SOURCE DOCUMENT:
The solutions: Never present problems without a possible solution.

1. Nerf bat or buff bat. I vote buff.

So how do they fix the difficulty? Well really there are only two easy options. Nerf the bosses or buff the players. Nerfing the bosses is bad business. Then all the “hard cores” start whining about dumbing down WoW. They can’t just toss a buff on the whole raid like ICC, because then imagined elitism springs up.

But buffing players… Now that’s fun. Big numbers is big fun. An amplified, worgen tomed, fully buffed, spell power potted Curse of Doom on Netherspite for 52,000 damage? Yes please. (My point is made by the fact I remember that SO CLEARLY.) But they can’t just go in and buff everyone 15% across the board. They have to be sneaky about it. Buff this ability on this class, buff that ability on that class, buff armor gains on tanks, buff slow heals on healers, etc etc. Stealth buffs? Even better.

2. Patch soon, patch often.

If all the content is going to be reworked old content, it’s got to be fast. Patch every other month if possible. Especially if they are going to continue updating old content. In addition, every patch needs to carry with it minor buffs, minor additions (like to archeology, stats, and achievements), and possibly a pet or mount. Any updates to Holidays and Holiday bosses are stellar too.

AIM: Print the post on fixing raid difficulty in full, word for word.

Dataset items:
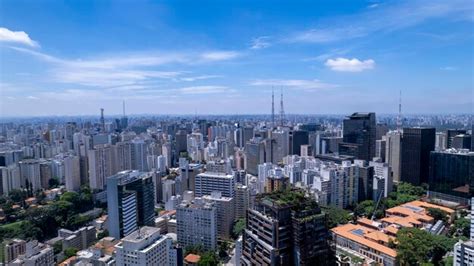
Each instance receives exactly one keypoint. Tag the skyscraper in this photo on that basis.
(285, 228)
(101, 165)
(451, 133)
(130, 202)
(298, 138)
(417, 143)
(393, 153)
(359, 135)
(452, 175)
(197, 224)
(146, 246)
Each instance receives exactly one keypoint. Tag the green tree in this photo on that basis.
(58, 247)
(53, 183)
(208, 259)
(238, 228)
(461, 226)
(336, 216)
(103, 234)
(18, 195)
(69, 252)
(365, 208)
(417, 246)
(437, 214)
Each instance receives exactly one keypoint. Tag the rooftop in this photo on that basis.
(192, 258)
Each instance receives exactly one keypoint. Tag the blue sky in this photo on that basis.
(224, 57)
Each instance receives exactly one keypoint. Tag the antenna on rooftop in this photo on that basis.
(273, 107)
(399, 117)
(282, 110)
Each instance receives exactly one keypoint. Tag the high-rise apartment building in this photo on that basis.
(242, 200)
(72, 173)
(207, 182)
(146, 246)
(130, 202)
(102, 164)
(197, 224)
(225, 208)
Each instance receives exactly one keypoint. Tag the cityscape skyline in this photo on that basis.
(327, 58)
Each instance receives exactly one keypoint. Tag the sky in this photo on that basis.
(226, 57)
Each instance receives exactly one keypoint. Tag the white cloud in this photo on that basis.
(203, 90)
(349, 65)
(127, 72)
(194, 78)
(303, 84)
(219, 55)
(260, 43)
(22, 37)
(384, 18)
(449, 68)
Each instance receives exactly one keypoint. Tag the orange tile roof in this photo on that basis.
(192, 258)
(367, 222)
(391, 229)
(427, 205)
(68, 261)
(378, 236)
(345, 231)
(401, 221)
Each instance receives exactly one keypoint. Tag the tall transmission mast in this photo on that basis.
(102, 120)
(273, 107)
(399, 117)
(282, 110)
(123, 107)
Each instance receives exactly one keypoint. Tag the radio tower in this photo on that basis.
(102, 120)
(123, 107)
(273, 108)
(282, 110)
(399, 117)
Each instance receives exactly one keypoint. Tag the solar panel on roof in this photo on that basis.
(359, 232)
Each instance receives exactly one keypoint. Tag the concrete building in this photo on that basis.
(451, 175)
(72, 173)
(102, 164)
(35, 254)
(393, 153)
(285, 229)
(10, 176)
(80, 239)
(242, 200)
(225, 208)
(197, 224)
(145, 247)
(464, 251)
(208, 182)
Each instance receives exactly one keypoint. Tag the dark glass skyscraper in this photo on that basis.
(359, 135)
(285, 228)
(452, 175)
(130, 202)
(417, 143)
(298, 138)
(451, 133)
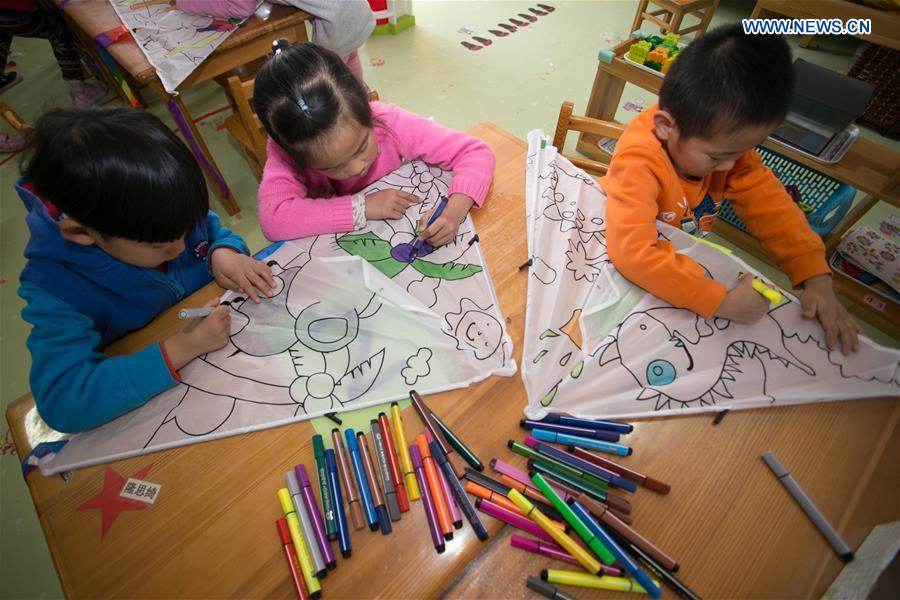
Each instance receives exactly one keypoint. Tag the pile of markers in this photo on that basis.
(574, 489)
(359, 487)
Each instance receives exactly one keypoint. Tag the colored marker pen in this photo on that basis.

THE ANSWER:
The solutions: Never present problems without a possible solution.

1. Nerf bat or buff bat. I vote buff.

So how do they fix the difficulty? Well really there are only two easy options. Nerf the bosses or buff the players. Nerfing the bosses is bad business. Then all the “hard cores” start whining about dumbing down WoW. They can’t just toss a buff on the whole raid like ICC, because then imagined elitism springs up.

But buffing players… Now that’s fun. Big numbers is big fun. An amplified, worgen tomed, fully buffed, spell power potted Curse of Doom on Netherspite for 52,000 damage? Yes please. (My point is made by the fact I remember that SO CLEARLY.) But they can’t just go in and buff everyone 15% across the board. They have to be sneaky about it. Buff this ability on this class, buff that ability on that class, buff armor gains on tanks, buff slow heals on healers, etc etc. Stealth buffs? Even better.

2. Patch soon, patch often.

If all the content is going to be reworked old content, it’s got to be fast. Patch every other month if possible. Especially if they are going to continue updating old content. In addition, every patch needs to carry with it minor buffs, minor additions (like to archeology, stats, and achievements), and possibly a pet or mount. Any updates to Holidays and Holiday bosses are stellar too.